Dataset items
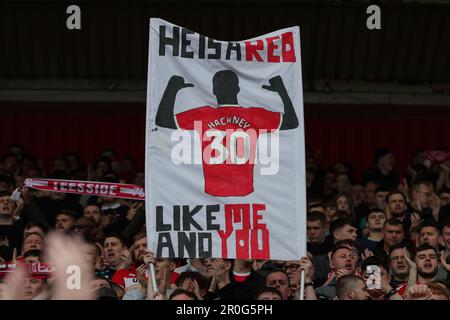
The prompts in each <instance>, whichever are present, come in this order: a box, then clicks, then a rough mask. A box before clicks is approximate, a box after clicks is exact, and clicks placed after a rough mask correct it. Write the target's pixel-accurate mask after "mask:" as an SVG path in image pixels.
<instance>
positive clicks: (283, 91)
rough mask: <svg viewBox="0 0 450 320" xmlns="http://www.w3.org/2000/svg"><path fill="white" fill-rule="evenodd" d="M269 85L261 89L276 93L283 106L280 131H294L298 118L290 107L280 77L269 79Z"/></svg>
mask: <svg viewBox="0 0 450 320" xmlns="http://www.w3.org/2000/svg"><path fill="white" fill-rule="evenodd" d="M269 84H270V85H268V86H267V85H263V86H262V87H263V89H266V90H269V91H273V92H277V93H278V94H279V95H280V97H281V101H282V102H283V105H284V113H283V120H282V121H283V123H282V124H281V127H280V130H289V129H295V128H297V127H298V118H297V115H296V114H295V109H294V106H293V105H292V101H291V98H289V94H288V92H287V90H286V87H285V86H284V83H283V79H282V78H281V77H280V76H276V77H273V78H271V79H269Z"/></svg>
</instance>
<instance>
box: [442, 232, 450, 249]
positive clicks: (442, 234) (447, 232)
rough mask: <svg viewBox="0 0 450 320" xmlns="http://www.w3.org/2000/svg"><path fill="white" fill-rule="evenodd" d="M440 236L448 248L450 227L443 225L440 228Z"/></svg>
mask: <svg viewBox="0 0 450 320" xmlns="http://www.w3.org/2000/svg"><path fill="white" fill-rule="evenodd" d="M442 238H443V240H444V245H445V247H446V248H447V250H450V227H447V226H445V227H444V228H443V229H442Z"/></svg>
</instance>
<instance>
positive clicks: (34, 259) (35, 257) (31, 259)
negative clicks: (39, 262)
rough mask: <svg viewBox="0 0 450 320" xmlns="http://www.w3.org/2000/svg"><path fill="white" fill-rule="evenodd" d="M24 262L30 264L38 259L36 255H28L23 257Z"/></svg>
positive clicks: (38, 257)
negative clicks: (25, 257)
mask: <svg viewBox="0 0 450 320" xmlns="http://www.w3.org/2000/svg"><path fill="white" fill-rule="evenodd" d="M24 262H25V263H28V264H30V263H38V262H40V261H39V257H38V256H28V257H26V258H25V259H24Z"/></svg>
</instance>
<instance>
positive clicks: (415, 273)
mask: <svg viewBox="0 0 450 320" xmlns="http://www.w3.org/2000/svg"><path fill="white" fill-rule="evenodd" d="M403 257H404V258H405V260H406V263H407V264H408V266H409V277H408V285H407V286H406V289H405V292H408V290H409V289H411V288H412V287H414V286H415V285H416V283H417V264H416V263H415V262H414V261H412V260H411V259H410V258H409V257H408V255H407V251H406V248H405V252H404V255H403Z"/></svg>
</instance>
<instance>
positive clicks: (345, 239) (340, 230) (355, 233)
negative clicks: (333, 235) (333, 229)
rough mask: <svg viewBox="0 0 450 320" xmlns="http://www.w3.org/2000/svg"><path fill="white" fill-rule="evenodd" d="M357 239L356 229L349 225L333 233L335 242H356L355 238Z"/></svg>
mask: <svg viewBox="0 0 450 320" xmlns="http://www.w3.org/2000/svg"><path fill="white" fill-rule="evenodd" d="M357 237H358V233H357V229H356V228H355V227H354V226H352V225H349V224H346V225H345V226H343V227H342V228H340V229H337V230H336V231H335V232H334V239H335V240H336V241H340V240H348V239H350V240H356V238H357Z"/></svg>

WORK ORDER
Copy each line of the data above that contains the word "clicks".

FINAL ANSWER
The prompts in each <instance>, whichever are present, come in this order: a box, then clicks, then a rough mask. A box before clicks is approximate, a box after clicks is exact, and clicks placed after a rough mask correct it. Write the target's pixel-accurate mask after "mask:" as an SVG path in image pixels.
positive clicks: (283, 91)
positive clicks: (442, 234) (447, 232)
positive clicks: (34, 259) (35, 257) (31, 259)
negative clicks: (39, 262)
positive clicks: (38, 257)
negative clicks: (25, 257)
positive clicks: (415, 273)
positive clicks: (345, 239) (340, 230) (355, 233)
negative clicks: (333, 235) (333, 229)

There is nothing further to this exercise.